BEGIN Data excerpts

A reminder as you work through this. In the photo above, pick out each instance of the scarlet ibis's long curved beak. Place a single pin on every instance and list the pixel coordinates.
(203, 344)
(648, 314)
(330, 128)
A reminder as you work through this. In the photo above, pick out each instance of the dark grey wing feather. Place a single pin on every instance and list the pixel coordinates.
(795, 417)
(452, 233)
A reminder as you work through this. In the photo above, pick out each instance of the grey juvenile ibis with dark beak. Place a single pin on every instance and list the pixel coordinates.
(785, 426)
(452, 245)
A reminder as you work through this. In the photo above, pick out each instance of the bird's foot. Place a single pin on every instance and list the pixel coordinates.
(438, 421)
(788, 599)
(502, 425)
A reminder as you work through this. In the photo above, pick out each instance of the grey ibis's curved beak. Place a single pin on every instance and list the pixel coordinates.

END Data excerpts

- **Required task**: Can you copy every line of the listing above word for word, with nothing changed?

- **Finished task**:
A reminder as you work through this. In the photo above, pick out each instance of the scarlet ibis's long curved beak. Place a single pin on every instance and list the pixel coordinates.
(203, 344)
(648, 314)
(330, 128)
A reminder as you work through this. In the photo above, pick out each instance of the dark grey wing feather. Place a single pin on every instance and list the pixel coordinates.
(795, 417)
(452, 233)
A reminder as you work through this. In the photo above, pick out each instance of the grey juvenile ibis with dark beak. Place a single pin on every instance and list the pixel coordinates.
(785, 426)
(452, 245)
A reminder as you work through this. In the photo above, pick out each instance of the bird's foot. Place a single pin on every instance and list the pixel coordinates.
(438, 421)
(788, 599)
(502, 425)
A reminder as you work through this. In the photo above, pick out each instance of the grey ibis's curved beak. Place a single pin on every instance and list the pixel coordinates.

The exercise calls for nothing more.